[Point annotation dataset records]
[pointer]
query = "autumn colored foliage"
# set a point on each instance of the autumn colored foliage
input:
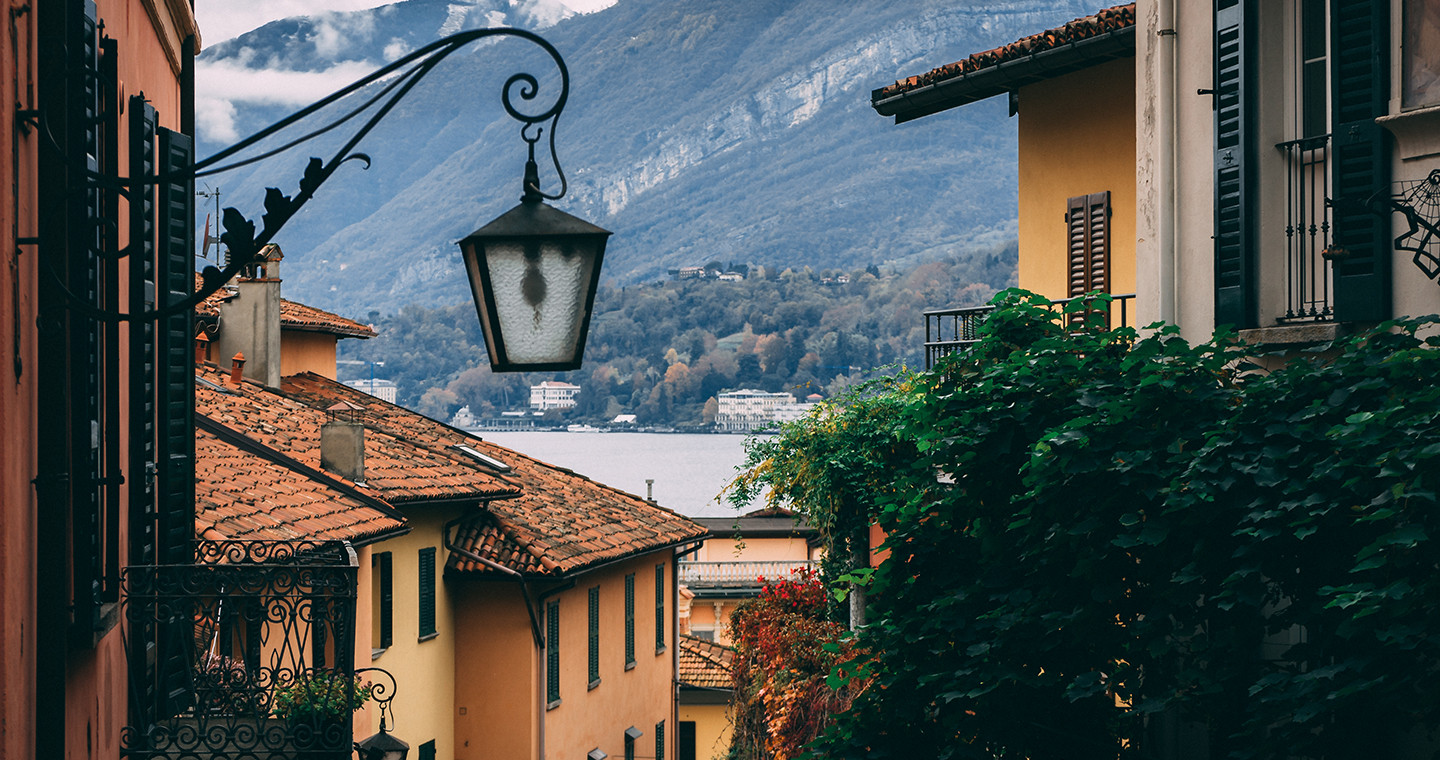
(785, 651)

--

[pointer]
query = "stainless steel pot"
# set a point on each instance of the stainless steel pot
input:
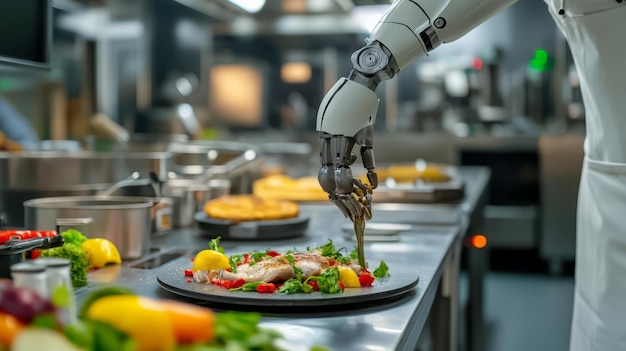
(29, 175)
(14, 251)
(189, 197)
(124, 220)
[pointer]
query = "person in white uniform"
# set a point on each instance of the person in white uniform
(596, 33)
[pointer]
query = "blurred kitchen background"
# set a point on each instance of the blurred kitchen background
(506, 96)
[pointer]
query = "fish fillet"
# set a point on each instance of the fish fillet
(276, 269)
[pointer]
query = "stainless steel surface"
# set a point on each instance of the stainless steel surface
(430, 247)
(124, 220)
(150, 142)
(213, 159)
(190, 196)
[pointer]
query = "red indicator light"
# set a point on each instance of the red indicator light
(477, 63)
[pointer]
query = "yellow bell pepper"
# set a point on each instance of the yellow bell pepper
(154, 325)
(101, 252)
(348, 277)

...

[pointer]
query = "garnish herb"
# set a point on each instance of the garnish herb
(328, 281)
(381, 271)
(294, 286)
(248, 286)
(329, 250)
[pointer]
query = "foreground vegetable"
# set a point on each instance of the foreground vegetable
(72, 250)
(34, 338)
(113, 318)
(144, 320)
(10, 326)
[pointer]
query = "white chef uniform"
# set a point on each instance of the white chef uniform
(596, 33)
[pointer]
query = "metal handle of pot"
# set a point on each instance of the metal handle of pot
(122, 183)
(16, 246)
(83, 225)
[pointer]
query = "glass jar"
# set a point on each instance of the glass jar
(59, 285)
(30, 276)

▸ **Task instructions**:
State how many lines in the data above contain the string "vegetable". Matching is case-sensitive. Reply with the number only.

▸ **Exercise result**:
2